#### Written problem
Return every line of the listing below that contains the string "arrow", matching case exactly.

Records from a collection:
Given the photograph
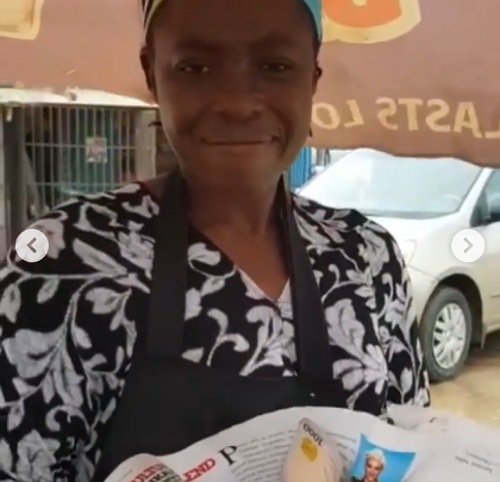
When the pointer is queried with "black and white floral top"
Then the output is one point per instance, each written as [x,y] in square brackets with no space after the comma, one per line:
[68,323]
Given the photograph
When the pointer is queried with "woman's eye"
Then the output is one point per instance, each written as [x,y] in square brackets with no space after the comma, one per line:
[193,68]
[276,67]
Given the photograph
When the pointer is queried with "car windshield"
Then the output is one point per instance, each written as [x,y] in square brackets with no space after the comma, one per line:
[378,184]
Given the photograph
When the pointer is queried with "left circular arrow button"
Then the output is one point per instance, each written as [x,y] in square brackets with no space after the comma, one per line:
[32,245]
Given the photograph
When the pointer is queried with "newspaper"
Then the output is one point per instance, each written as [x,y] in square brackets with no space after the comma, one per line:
[321,444]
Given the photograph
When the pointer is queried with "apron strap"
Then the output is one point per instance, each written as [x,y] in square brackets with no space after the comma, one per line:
[313,347]
[164,337]
[167,306]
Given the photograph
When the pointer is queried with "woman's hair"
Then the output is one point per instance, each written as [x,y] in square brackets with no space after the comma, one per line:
[377,455]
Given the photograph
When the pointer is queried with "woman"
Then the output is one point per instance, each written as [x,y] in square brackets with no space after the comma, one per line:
[374,466]
[213,294]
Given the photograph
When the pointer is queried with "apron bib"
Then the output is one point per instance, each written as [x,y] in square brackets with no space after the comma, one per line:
[169,403]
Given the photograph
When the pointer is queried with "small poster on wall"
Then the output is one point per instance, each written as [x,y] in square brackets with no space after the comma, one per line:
[20,19]
[96,150]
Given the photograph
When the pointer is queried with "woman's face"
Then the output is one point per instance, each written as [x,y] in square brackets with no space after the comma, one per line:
[373,470]
[234,81]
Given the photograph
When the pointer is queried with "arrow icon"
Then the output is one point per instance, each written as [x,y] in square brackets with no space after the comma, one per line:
[469,245]
[30,245]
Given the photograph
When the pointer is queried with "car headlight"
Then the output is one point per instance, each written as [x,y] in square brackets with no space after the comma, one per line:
[407,247]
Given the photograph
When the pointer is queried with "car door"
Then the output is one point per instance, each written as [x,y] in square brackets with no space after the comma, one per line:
[489,227]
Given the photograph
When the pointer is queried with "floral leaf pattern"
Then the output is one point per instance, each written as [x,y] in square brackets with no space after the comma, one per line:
[68,324]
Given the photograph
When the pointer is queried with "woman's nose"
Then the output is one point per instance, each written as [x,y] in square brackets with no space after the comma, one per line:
[237,95]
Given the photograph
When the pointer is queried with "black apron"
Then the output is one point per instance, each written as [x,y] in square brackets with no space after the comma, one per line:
[169,403]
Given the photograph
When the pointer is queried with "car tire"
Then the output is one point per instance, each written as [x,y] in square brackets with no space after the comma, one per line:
[431,326]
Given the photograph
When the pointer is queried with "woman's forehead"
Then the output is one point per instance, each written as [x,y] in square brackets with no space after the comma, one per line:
[223,21]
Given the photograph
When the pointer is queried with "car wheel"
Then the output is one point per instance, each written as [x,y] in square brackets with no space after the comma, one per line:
[445,332]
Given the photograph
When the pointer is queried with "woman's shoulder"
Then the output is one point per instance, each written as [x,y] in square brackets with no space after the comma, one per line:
[86,230]
[351,232]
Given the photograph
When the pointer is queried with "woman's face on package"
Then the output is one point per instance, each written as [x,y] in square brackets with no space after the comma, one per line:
[373,469]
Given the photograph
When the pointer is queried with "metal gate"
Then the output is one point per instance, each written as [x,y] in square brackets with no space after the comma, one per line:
[51,153]
[83,150]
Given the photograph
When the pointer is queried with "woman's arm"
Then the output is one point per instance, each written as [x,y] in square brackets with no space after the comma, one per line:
[397,320]
[65,344]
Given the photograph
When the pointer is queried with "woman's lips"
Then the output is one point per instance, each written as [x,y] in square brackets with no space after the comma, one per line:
[243,141]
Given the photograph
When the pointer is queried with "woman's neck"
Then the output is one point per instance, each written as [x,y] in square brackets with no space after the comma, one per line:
[246,210]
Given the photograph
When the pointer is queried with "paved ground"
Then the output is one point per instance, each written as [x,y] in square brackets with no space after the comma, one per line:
[476,392]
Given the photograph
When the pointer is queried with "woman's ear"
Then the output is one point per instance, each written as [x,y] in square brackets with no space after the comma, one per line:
[318,72]
[147,68]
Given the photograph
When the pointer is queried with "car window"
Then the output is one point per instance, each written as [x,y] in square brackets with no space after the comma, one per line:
[492,197]
[379,184]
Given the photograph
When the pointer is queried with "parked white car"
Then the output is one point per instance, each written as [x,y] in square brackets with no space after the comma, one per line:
[424,203]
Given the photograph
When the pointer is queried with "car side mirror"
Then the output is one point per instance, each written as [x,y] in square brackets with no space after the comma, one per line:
[494,210]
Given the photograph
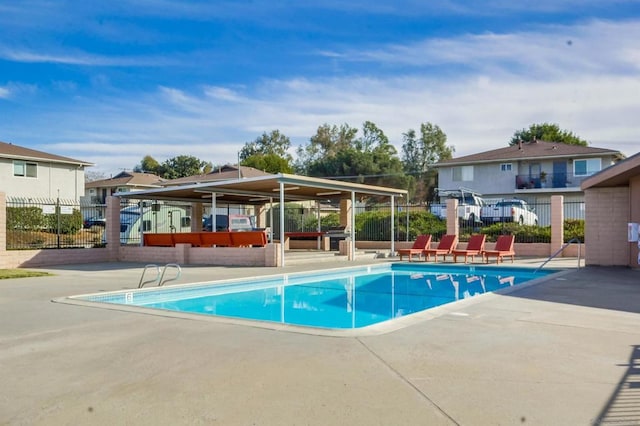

#### Exercise response
When the pointer is queried with "left circular arrow button"
When the pointer is queried with "arrow icon"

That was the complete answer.